Extrait
□ □ □ □ □
Chaque année, au début de l’automne, la ville de Suwon accueille le Festival culturel de Hwaseong. Les environs de la forteresse, classée au patrimoine mondial de l’UNESCO, sont le théâtre de trois jours pleins de spectacles et de réjouissances, en l’honneur du roi Jeongjo, qui l’érigea entre 1794 et 1796.
C’est une grande fête que je rêvais de découvrir, et en 2017, j’ai séjourné trois jours à Suwon. Il y avait tant d’activités que je n’ai pas pu tout voir. Et comme j’en ai aussi profité pour faire le tour de la forteresse Hwaseong et de ses remparts, j’ai manqué quelques moments importants. Mais j’ai passé des journées très agréables, à me promener dans le centre historique et à assister à de nombreuses performances.
□ □ □ □ □
Données fournies
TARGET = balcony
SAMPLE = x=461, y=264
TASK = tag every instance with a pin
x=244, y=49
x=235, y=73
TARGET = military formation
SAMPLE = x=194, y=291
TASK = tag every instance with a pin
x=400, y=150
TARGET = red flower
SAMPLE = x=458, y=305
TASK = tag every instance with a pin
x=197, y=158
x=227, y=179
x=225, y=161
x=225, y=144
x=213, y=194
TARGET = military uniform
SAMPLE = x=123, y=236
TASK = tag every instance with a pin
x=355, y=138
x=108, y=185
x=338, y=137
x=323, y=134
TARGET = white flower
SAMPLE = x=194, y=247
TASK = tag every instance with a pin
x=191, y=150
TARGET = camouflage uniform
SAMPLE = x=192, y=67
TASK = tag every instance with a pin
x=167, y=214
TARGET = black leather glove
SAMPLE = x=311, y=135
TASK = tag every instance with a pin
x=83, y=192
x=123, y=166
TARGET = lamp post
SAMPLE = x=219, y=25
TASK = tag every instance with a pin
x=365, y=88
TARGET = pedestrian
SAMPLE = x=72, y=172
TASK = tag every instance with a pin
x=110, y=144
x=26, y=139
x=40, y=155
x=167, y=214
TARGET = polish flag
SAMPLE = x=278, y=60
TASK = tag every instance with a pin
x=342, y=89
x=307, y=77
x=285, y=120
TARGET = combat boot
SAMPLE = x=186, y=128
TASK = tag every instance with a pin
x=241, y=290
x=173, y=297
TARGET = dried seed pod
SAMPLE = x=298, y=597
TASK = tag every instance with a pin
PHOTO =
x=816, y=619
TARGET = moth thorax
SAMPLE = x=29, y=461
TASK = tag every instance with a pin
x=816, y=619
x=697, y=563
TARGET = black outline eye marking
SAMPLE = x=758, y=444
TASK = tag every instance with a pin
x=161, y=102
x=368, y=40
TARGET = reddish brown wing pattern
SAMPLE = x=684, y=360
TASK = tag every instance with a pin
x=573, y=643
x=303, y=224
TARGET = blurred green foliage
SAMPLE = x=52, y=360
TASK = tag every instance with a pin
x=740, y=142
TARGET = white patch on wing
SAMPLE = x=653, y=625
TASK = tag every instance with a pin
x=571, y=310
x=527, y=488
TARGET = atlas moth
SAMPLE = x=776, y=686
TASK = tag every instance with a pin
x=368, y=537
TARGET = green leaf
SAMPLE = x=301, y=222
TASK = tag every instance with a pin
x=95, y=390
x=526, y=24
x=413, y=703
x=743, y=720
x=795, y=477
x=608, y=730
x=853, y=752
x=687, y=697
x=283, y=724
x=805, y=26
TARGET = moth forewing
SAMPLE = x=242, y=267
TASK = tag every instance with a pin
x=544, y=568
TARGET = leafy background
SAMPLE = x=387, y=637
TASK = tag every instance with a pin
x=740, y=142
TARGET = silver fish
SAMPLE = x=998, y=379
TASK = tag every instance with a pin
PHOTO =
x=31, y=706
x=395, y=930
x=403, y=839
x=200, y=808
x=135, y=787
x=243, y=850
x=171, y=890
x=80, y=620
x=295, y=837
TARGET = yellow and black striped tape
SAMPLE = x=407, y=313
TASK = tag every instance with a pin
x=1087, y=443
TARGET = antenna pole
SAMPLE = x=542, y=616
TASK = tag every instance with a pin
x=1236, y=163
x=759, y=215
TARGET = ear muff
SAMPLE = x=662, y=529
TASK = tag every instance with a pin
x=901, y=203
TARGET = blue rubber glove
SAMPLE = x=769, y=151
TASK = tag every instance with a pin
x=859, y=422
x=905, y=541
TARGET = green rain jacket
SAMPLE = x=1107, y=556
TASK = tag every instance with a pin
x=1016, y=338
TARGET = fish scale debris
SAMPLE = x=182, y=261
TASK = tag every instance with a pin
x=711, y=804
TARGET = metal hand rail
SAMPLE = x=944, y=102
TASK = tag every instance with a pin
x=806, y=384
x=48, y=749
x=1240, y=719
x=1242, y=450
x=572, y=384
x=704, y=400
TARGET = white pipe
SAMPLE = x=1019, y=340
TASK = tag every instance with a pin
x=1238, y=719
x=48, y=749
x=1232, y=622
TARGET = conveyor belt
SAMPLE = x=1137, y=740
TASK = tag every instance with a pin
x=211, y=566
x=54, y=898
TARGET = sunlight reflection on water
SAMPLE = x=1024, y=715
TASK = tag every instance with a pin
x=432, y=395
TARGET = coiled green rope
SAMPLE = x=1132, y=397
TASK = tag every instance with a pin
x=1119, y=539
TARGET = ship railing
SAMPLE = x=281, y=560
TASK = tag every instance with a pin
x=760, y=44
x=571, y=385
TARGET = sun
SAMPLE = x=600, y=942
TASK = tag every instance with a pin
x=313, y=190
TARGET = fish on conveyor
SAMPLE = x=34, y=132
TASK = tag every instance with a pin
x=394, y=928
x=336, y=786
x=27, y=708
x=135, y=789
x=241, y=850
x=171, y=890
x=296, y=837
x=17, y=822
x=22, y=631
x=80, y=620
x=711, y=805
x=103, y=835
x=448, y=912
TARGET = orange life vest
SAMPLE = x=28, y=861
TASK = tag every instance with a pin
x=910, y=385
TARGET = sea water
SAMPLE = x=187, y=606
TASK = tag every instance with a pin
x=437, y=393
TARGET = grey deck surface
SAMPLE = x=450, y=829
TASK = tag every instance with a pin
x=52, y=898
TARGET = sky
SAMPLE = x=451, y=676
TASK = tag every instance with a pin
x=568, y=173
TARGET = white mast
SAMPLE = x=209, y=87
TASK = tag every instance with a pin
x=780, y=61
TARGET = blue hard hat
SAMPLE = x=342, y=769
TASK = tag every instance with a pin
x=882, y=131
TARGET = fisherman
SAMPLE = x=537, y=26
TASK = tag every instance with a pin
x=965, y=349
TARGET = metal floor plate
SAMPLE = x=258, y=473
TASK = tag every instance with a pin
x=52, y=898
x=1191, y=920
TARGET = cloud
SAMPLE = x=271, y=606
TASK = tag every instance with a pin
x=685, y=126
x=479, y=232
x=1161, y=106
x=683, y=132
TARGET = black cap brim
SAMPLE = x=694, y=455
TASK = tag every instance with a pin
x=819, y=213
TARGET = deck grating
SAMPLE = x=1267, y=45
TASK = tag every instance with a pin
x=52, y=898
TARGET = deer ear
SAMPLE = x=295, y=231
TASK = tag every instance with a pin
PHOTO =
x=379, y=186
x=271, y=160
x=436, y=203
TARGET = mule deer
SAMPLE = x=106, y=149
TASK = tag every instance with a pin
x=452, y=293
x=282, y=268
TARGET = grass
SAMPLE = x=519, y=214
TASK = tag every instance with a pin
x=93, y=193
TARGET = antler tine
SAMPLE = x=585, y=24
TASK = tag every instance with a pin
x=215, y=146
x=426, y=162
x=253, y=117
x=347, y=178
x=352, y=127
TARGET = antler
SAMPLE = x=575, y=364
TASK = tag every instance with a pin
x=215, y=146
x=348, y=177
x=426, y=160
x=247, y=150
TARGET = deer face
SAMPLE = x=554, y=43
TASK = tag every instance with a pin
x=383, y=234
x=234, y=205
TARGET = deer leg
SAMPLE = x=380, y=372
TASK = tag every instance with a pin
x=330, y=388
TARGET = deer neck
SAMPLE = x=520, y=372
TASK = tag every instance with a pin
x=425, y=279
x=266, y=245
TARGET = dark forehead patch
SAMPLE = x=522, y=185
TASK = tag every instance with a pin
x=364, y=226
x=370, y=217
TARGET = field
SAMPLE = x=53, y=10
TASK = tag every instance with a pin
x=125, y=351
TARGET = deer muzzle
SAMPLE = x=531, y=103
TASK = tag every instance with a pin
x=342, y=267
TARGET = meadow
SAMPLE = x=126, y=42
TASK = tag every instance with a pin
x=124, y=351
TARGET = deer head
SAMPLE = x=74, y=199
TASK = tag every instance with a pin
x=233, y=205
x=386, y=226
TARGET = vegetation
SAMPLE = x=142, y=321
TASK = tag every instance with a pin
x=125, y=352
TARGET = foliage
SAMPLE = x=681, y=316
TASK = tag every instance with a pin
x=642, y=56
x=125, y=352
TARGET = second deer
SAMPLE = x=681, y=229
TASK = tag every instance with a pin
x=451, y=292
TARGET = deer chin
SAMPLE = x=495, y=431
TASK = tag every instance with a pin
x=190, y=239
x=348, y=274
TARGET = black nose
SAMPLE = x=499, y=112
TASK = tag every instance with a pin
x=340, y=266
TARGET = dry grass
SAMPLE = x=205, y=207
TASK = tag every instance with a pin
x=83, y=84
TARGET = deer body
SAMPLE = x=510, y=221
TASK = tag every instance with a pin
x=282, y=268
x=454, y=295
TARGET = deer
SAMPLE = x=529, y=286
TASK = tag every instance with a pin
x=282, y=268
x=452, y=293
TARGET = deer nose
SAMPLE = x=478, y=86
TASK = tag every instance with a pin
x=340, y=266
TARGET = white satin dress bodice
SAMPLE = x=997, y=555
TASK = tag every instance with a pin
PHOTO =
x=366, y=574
□ □ □ □ □
Tâche demandée
Poursuivez l'extrait sur le Festival culturel de Hwaseong à partir de sa dernière phrase.

Résultat de l'exercice
La forteresse de Hwaseong en quelques mots
La forteresse a été construite par le roi Jeongjo, en hommage à son père, le prince héritier Sado. On sait de ce dernier qu’il souffrait de problèmes psychiques, en raison notamment d’une santé défaillante et des fréquentes humiliations de son père, le roi Yeongjo. Leurs relations étaient si tendues, que le roi fit exécuter son fils de la plus atroce des manières, en l’enfermant dans un coffre pendant huit jours et en le laissant mourir de faim. Cette terrible histoire est racontée par la propre épouse du prince Sado, Dame Hyegyeong, dans ses mémoires rédigées entre 1795 et 1805. Elle a fait l’objet également d’un film en 2015.
Sado avait un fils, Jeongjo, qui lui était très attaché. Il s’est rendu plus de douze fois sur sa tombe, non loin de Suwon. Et quand il venait, il séjournait dans le palais temporaire, Hwaseong Haenggung.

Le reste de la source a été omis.